TEXT PROVIDED:
== Segment start ==

United States Marshal (1861–1946)

Evett Dumas Nix, often known as E. D. Nix, (September 19, 1861 – February 6, 1946) was a United States Marshal in the late 19th century handling the jurisdiction that included the wild Oklahoma Territory, later to be the state of Oklahoma. He was first appointed in 1893, in the closing years of the Old West, during the last years of the "Hanging Judge" Parker tenure.

==Biography==
Born in Kentucky, his uncle was a county sheriff, and his father a deputy sheriff. He went into business, working in sales and operating a grocery store and a hardware store. In 1885 he married childhood girlfriend Ellen Felts. Nix first came to Oklahoma during the Land Run of 1891, and was a Guthrie, Oklahoma, businessman with many influential friends, to include rancher Oscar Halsell, who for a time employed Bill Doolin and other members of the Doolin Dalton Gang, and who was involved in the 1884 Hunnewell Gunfight.

== Segment end ==

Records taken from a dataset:
== Segment start ==

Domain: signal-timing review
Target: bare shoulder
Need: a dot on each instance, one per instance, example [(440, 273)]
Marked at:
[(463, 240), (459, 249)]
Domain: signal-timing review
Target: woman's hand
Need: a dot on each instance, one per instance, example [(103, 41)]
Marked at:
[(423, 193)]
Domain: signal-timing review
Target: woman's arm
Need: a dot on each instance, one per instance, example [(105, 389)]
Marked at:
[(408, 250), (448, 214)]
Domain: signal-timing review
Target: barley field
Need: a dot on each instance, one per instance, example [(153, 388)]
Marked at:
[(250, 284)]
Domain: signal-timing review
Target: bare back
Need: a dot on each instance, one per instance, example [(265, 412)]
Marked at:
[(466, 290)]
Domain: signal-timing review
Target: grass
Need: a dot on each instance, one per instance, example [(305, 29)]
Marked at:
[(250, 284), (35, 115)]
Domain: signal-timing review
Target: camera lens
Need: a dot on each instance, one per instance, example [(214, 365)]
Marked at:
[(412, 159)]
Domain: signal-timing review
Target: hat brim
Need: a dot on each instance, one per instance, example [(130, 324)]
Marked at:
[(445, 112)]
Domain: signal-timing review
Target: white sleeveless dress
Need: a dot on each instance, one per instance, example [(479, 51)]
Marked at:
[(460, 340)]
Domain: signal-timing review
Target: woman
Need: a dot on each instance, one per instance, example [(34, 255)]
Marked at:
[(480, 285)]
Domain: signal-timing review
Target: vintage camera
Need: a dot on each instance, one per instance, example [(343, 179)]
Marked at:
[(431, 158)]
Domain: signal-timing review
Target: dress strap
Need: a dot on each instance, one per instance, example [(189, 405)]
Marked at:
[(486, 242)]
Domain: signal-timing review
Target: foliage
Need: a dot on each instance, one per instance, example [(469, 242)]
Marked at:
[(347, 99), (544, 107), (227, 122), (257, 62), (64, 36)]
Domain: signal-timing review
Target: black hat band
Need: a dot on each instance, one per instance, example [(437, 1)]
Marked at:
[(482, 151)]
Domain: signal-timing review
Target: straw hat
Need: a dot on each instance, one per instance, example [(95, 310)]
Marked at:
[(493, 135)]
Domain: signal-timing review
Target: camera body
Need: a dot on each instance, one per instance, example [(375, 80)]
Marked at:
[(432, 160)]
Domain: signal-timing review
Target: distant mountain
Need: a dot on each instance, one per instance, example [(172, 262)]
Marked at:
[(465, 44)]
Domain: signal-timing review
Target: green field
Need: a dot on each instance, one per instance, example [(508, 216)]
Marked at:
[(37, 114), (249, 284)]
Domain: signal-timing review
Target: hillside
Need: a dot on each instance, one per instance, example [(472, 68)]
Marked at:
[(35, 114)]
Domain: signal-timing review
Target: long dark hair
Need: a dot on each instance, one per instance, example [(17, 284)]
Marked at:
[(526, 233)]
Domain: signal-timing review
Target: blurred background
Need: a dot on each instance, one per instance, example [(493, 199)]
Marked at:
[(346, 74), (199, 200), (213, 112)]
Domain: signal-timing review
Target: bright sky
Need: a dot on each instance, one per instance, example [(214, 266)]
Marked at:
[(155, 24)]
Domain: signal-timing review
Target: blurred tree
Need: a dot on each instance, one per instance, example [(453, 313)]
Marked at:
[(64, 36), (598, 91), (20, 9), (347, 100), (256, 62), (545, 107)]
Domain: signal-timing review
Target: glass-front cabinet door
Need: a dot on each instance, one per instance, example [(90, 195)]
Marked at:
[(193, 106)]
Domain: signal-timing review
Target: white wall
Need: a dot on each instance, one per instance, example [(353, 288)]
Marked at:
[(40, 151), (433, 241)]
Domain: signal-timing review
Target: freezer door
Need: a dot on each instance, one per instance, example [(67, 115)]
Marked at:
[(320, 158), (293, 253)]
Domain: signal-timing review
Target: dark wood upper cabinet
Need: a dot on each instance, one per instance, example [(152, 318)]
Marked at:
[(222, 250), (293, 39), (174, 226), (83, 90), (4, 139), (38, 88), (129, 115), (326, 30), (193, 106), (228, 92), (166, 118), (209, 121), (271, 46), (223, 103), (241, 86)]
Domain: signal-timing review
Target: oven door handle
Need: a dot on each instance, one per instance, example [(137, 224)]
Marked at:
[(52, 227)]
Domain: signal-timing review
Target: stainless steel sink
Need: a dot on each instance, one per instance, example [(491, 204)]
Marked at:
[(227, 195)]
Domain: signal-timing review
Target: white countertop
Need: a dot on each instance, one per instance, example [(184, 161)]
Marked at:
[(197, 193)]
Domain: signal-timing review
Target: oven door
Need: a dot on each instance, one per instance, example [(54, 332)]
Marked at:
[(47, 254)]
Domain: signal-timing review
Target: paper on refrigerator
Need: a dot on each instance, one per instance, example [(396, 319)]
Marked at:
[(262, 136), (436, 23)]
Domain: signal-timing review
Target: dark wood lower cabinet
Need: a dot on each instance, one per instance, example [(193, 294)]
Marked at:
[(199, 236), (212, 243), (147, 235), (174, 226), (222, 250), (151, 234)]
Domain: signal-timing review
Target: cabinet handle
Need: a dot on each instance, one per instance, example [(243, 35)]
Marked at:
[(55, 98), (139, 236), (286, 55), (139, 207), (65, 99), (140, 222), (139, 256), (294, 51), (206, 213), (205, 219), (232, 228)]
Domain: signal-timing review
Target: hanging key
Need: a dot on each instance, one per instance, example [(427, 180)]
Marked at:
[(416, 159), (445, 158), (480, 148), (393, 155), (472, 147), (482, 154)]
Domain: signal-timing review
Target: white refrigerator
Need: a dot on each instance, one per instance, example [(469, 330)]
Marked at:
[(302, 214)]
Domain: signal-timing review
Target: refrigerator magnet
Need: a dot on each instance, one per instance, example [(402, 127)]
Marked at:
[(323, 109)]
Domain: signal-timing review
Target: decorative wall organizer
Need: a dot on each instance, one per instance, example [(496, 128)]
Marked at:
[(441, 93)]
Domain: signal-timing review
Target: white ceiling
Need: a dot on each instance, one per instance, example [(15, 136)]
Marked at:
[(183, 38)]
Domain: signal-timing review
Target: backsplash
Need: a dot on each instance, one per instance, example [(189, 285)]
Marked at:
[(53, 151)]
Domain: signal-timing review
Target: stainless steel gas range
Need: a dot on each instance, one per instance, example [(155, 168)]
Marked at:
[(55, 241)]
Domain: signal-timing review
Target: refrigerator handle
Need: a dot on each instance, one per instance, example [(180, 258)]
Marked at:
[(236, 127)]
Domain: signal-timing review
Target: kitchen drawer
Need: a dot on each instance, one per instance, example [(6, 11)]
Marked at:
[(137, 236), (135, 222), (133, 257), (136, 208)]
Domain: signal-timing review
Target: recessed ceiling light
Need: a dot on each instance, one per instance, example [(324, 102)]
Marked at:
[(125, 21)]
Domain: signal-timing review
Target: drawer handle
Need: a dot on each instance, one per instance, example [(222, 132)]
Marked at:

== Segment end ==
== Segment start ==

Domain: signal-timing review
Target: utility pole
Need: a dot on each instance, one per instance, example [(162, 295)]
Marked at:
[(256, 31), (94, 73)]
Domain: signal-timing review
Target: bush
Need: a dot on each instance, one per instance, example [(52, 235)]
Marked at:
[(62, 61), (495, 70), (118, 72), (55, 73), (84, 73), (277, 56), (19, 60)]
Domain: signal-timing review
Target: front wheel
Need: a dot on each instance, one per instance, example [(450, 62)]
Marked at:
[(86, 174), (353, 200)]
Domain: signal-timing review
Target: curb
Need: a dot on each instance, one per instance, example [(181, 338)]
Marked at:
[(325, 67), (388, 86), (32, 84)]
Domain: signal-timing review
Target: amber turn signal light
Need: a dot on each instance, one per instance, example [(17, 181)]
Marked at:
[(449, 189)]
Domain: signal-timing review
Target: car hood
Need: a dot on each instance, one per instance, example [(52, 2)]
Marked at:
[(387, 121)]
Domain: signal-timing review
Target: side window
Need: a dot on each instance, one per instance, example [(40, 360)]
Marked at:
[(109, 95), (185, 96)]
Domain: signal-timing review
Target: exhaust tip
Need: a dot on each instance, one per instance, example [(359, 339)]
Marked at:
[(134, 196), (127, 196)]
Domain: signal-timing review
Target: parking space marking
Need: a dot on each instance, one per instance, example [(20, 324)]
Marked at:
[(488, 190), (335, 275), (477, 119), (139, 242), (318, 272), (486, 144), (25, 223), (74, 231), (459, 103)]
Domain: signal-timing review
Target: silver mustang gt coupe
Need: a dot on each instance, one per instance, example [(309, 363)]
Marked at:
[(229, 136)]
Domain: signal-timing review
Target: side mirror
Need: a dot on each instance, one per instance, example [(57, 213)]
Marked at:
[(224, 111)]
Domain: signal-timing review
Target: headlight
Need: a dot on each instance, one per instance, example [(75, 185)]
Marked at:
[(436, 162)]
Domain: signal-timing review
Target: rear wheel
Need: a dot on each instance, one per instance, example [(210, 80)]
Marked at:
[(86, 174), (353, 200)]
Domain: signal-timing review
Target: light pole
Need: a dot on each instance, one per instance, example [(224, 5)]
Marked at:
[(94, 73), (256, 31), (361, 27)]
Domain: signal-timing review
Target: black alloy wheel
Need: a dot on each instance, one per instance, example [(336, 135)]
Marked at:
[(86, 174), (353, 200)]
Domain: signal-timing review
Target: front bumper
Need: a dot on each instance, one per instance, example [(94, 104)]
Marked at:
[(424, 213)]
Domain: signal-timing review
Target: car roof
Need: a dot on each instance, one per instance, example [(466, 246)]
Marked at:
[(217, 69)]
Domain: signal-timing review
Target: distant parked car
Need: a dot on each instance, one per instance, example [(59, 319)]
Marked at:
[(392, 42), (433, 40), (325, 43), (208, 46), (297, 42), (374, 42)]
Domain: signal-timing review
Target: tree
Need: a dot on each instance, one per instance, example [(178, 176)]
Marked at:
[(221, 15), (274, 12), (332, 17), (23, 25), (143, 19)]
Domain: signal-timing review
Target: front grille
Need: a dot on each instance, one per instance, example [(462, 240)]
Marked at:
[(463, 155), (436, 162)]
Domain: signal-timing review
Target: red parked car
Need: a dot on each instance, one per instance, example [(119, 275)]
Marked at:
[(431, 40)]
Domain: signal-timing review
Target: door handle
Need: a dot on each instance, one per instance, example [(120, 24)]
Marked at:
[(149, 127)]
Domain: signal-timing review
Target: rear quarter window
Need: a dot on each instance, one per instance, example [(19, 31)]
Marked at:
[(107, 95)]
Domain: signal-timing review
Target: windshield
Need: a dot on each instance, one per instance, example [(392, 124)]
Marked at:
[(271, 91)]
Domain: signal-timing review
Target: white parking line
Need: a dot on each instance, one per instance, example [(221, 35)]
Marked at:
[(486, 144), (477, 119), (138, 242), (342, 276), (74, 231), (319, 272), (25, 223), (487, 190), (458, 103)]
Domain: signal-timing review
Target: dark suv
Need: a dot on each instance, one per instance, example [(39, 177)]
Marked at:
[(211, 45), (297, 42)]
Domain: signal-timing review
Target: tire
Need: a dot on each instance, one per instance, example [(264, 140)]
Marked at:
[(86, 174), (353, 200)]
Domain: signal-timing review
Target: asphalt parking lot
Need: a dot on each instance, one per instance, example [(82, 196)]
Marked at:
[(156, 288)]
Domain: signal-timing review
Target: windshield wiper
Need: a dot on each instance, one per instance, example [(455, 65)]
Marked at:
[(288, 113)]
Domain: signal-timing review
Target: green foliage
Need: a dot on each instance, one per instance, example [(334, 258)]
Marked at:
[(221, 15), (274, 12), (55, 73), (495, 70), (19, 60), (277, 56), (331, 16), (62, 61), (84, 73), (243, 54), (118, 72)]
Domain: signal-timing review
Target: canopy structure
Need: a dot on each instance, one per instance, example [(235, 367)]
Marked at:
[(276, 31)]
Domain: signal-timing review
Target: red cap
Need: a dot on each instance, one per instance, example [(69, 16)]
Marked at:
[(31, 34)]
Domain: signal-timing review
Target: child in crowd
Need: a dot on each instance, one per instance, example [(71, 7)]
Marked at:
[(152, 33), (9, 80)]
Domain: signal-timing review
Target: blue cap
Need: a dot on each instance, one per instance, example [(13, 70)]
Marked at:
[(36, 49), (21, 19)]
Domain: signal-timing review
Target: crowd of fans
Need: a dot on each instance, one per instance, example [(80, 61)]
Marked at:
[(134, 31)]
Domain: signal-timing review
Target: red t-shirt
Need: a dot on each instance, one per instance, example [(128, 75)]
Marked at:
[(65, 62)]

== Segment end ==

HOW TO COMPLETE THIS TASK:
Return the complete text about E. D. Nix word for word, with nothing added, dropped, or changed.

TASK RESPONSE:
United States Marshal (1861–1946)

Evett Dumas Nix, often known as E. D. Nix, (September 19, 1861 – February 6, 1946) was a United States Marshal in the late 19th century handling the jurisdiction that included the wild Oklahoma Territory, later to be the state of Oklahoma. He was first appointed in 1893, in the closing years of the Old West, during the last years of the "Hanging Judge" Parker tenure.

==Biography==
Born in Kentucky, his uncle was a county sheriff, and his father a deputy sheriff. He went into business, working in sales and operating a grocery store and a hardware store. In 1885 he married childhood girlfriend Ellen Felts. Nix first came to Oklahoma during the Land Run of 1891, and was a Guthrie, Oklahoma, businessman with many influential friends, to include rancher Oscar Halsell, who for a time employed Bill Doolin and other members of the Doolin Dalton Gang, and who was involved in the 1884 Hunnewell Gunfight.